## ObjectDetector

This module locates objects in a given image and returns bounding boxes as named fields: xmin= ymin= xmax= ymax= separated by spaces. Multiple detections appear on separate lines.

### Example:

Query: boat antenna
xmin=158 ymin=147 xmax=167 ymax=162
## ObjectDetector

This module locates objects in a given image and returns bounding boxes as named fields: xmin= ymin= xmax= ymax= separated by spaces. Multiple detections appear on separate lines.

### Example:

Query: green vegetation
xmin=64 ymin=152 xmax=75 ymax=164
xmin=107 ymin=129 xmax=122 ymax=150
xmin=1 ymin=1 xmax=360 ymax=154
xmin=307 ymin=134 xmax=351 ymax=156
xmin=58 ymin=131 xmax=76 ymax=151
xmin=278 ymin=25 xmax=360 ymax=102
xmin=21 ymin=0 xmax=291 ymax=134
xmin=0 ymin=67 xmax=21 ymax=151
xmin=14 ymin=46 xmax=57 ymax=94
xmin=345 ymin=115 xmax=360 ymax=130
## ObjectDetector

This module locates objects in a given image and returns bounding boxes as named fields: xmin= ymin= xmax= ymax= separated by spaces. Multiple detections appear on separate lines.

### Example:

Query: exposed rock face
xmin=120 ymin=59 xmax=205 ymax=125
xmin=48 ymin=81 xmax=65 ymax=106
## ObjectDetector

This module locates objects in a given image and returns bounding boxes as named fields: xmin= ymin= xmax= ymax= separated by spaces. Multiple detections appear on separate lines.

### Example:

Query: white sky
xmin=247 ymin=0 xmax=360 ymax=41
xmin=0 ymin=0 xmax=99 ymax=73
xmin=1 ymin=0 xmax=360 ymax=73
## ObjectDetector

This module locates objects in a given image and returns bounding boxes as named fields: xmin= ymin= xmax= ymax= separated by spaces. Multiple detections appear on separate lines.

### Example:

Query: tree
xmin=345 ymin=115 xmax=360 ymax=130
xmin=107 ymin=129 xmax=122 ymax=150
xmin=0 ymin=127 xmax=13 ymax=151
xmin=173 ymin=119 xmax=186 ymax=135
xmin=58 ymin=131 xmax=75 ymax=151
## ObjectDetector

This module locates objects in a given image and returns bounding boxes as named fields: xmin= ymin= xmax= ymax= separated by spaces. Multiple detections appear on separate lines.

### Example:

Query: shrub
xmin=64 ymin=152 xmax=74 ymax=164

==================================================

Work required - Write out every record verbatim.

Solution for this task -
## ObjectDetector

This module locates objects in a given image and returns bounding boxes as named fields: xmin= ymin= xmax= ymax= separated by spaces. Multiple detections appear on separate lines.

### Example:

Query: boat antenna
xmin=158 ymin=147 xmax=167 ymax=162
## ObjectDetector

This module locates objects in a given image and returns bounding boxes as named fields: xmin= ymin= xmax= ymax= separated by spaces. Multiple detections appear on separate lines.

### Example:

Query: green vegetation
xmin=64 ymin=152 xmax=75 ymax=164
xmin=107 ymin=129 xmax=122 ymax=150
xmin=1 ymin=1 xmax=360 ymax=154
xmin=307 ymin=134 xmax=351 ymax=156
xmin=58 ymin=131 xmax=76 ymax=151
xmin=278 ymin=25 xmax=360 ymax=102
xmin=21 ymin=0 xmax=291 ymax=134
xmin=0 ymin=67 xmax=21 ymax=151
xmin=14 ymin=46 xmax=57 ymax=94
xmin=345 ymin=115 xmax=360 ymax=130
## ObjectDetector

This module locates objects in a given image and returns bounding boxes as named fields: xmin= ymin= xmax= ymax= separated by spaces. Multiple detections appear on separate lines.

### Example:

Query: exposed rock face
xmin=120 ymin=59 xmax=205 ymax=125
xmin=48 ymin=81 xmax=65 ymax=106
## ObjectDetector

This module locates objects in a given image and returns bounding boxes as named fields: xmin= ymin= xmax= ymax= separated by spaces. Multiple detections appear on separate lines.

### Example:

Query: white sky
xmin=247 ymin=0 xmax=360 ymax=41
xmin=0 ymin=0 xmax=99 ymax=73
xmin=1 ymin=0 xmax=360 ymax=73
## ObjectDetector

This module locates objects in a given image and returns bounding boxes as named fields: xmin= ymin= xmax= ymax= separated by spaces. Multiple detections appear on separate lines.

### Example:

Query: tree
xmin=345 ymin=115 xmax=360 ymax=130
xmin=107 ymin=129 xmax=122 ymax=150
xmin=0 ymin=127 xmax=13 ymax=151
xmin=173 ymin=119 xmax=186 ymax=135
xmin=58 ymin=131 xmax=75 ymax=151
## ObjectDetector

This module locates objects in a given image and returns bounding boxes as named fields: xmin= ymin= xmax= ymax= separated by spaces. Multiple detections appear on separate lines.

### Example:

Query: shrub
xmin=64 ymin=152 xmax=74 ymax=164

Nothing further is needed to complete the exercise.